Copy the data below. Keep every line exactly as it is.

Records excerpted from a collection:
..............................
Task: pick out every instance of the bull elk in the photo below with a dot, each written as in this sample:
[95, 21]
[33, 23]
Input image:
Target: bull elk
..............................
RESPONSE |
Task: pick out every instance of the bull elk in the photo below with a dot, each written as in this sample:
[95, 21]
[33, 23]
Input image:
Target: bull elk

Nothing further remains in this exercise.